**SET OF TASKS**
a – From the engine description below, reproduce the text between "The crankshaft is forged, with" and "into the casing.", inclusive.
b – According to the engine description below, on which camshaft is the water pump pulley mounted?
c – Extend the engine description below by writing the part that would come next after its final sentence.

**PASSAGE SHOWN**
The crankshaft is forged, with a relatively slender axle diameter and an induction-hardened bearing. Although efforts were put into lightweighting and friction reduction, rigidity of the crankshaft is low and NVH performance is considered an issue. Due to this concern, the cylinder block structure supporting the crankshaft is designed with high rigidity.
Water pump module
|Water pump module and water pump pulley|
The water pump module is comprised of the water pump and the thermostat casing. The water pump for engine cooling is mounted at the rear of the engine and is driven by a belt through the water pump pulley mounted on the exhaust camshaft. The thermostat for the two-circuit cooling of the engine is built into the casing.
Intake and turbo module
The module is comprised of the turbocharger and the intake manifold.

**DATA PROVIDED**
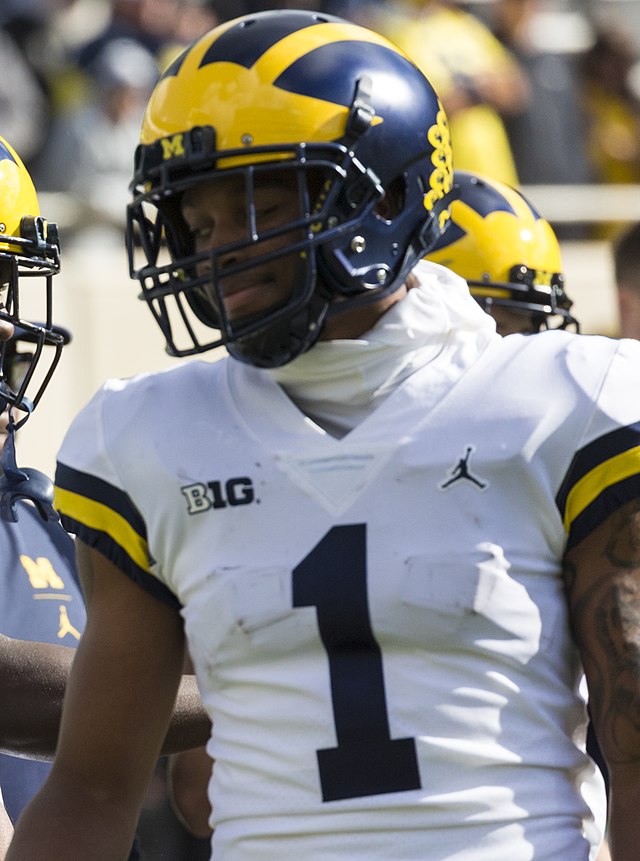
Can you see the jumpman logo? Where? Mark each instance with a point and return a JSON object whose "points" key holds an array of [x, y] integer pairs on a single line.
* * *
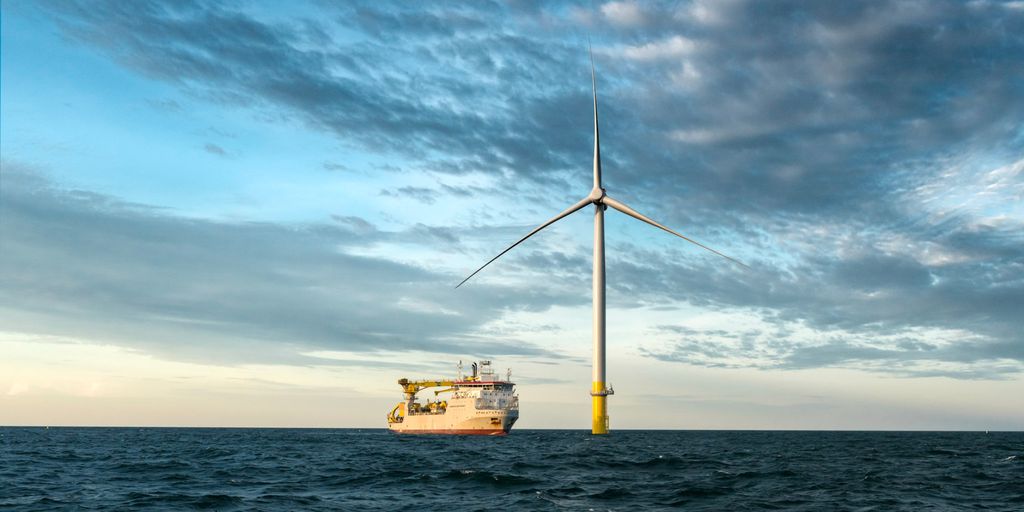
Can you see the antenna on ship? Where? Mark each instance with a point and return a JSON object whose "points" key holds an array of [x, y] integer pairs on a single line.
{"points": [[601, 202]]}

**ANSWERS PER TASK**
a –
The crankshaft is forged, with a relatively slender axle diameter and an induction-hardened bearing. Although efforts were put into lightweighting and friction reduction, rigidity of the crankshaft is low and NVH performance is considered an issue. Due to this concern, the cylinder block structure supporting the crankshaft is designed with high rigidity.
Water pump module
|Water pump module and water pump pulley|
The water pump module is comprised of the water pump and the thermostat casing. The water pump for engine cooling is mounted at the rear of the engine and is driven by a belt through the water pump pulley mounted on the exhaust camshaft. The thermostat for the two-circuit cooling of the engine is built into the casing.

b – The exhaust camshaft.

c –
The turbocharger is specified as a compact single-scroll turbine and is mounted on the exhaust manifold that is integrated into the cylinder head. The control of the turbocharger wastegate is operated by an electrical actuator that has been specifically optimized for low-end torque and with improved transient response characteristics. As a result, a maximum torque of 250Nm at 1500rpm is achieved, with a response time of 2.5s to maximum torque. Furthermore, the λ＝1 operating region is expanded to the turbocharging region, thereby improving fuel economy.
|Intake manifold with built-in intercooler|
The intake manifold is made of plastic manifold with a built-in intercooler. The charged intake air from the turbocharger passes through the throttle valve, enters the intake manifold, and after being cooled by the intercooler is finally guided to the combustion chamber. The intercooler is water-cooled with a very compact construction.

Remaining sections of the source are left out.